> _PASSAGE SHOWN_:
##########

Rolando Hernán Cristante Mandarino (born 16 September 1969), known as Hernán Cristante, is an Argentine professional football manager and former player, currently in charge of Liga MX club Juárez.

Club career 
Cristante began to play professionally in Argentina in 1990 with Gimnasia y Esgrima La Plata. In August 1993 he was transferred to Club Toluca, Mexico and in 1994, he returned to the Argentine team, Club Atlético Platense. In 1995, he returned to Toluca for one year, then in 1996, he joined another Argentine team Newell's Old Boys of Rosario. The following year he played for Club Atlético Huracán of Argentina. In 1998, he left for Toluca, and has been playing there since. In 2002, Cristante completed his training to become a professional coach, and in 2004 he opened the Centro de Formación Deportivo Hernán Cristante (Sports Training Center) with the goal of developing young soccer talent. In 2007, he played his 500th professional game, and is currently the number one foreign player in Mexico for total number of games played in the Primera División. He had a serious knee injury and was released from Club Toluca in June 2010. He has been nominated four times since 1999 as the best goalkeeper in Mexico.

##########

> _COLLECTED MATERIAL_:

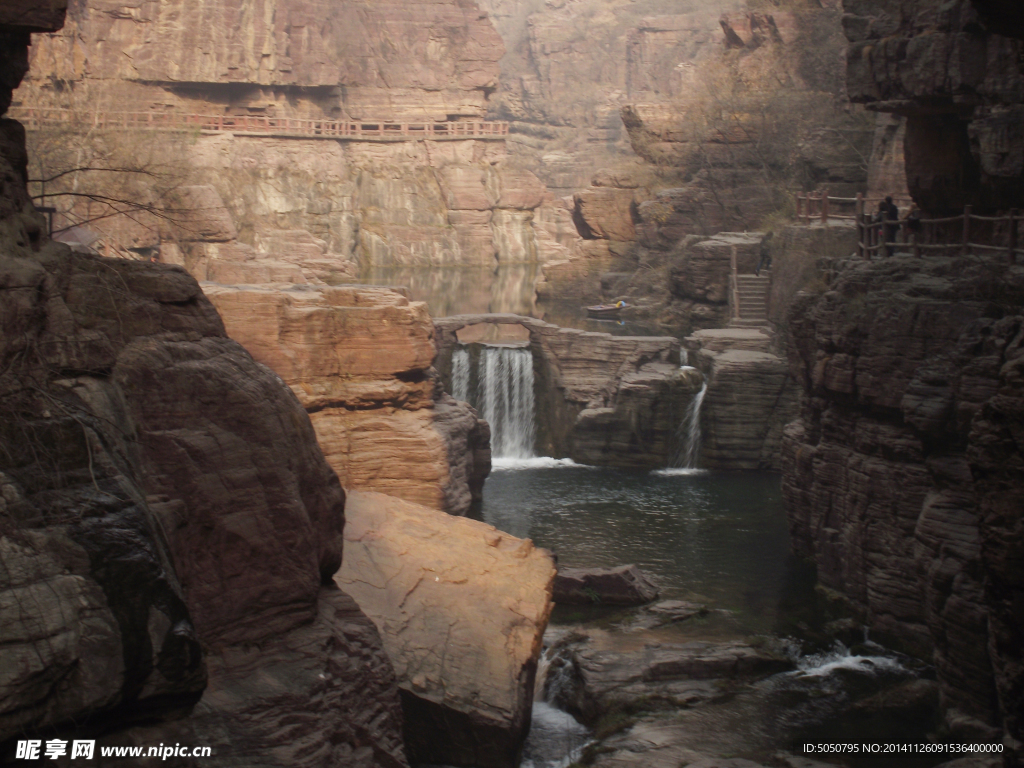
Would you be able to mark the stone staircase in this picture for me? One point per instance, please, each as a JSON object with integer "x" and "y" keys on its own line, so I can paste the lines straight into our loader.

##########

> _JOBS_:
(a) According to the passage on Hernán Cristante, in what year did he open his sports training center?
(b) Repeat everything from "Rolando Hernán Cristante" down to "MX club Juárez." in the passage on Hernán Cristante, word for word.
(c) Render this sentence from the passage on Hernán Cristante in Spanish: "He had a serious knee injury and was released from Club Toluca in June 2010."

> _EXERCISE SOLUTIONS_:
(a) 2004

(b)
Rolando Hernán Cristante Mandarino (born 16 September 1969), known as Hernán Cristante, is an Argentine professional football manager and former player, currently in charge of Liga MX club Juárez.

(c) Sufrió una grave lesión de rodilla y fue dado de baja del Club Toluca en junio de 2010.